◆ YOUR OBJECTIVE
Rewrite the records below with every "small shrub" changed to "low bush" and nothing else altered. Leave the pictures out of your answer.

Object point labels
***

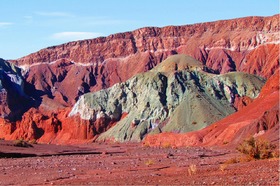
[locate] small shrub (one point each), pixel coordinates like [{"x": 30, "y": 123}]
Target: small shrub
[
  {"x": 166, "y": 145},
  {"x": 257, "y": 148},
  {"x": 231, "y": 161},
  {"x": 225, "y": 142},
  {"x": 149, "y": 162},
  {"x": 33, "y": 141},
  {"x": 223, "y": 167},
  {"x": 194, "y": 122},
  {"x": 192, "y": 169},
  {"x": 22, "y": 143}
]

***

◆ SOLUTION TO THIS TASK
[locate] low bush (one point each), pixel coordinates like [{"x": 30, "y": 123}]
Target: low bush
[
  {"x": 166, "y": 145},
  {"x": 257, "y": 148},
  {"x": 231, "y": 161},
  {"x": 225, "y": 142},
  {"x": 149, "y": 162},
  {"x": 33, "y": 141},
  {"x": 223, "y": 167},
  {"x": 194, "y": 122},
  {"x": 192, "y": 169},
  {"x": 22, "y": 143}
]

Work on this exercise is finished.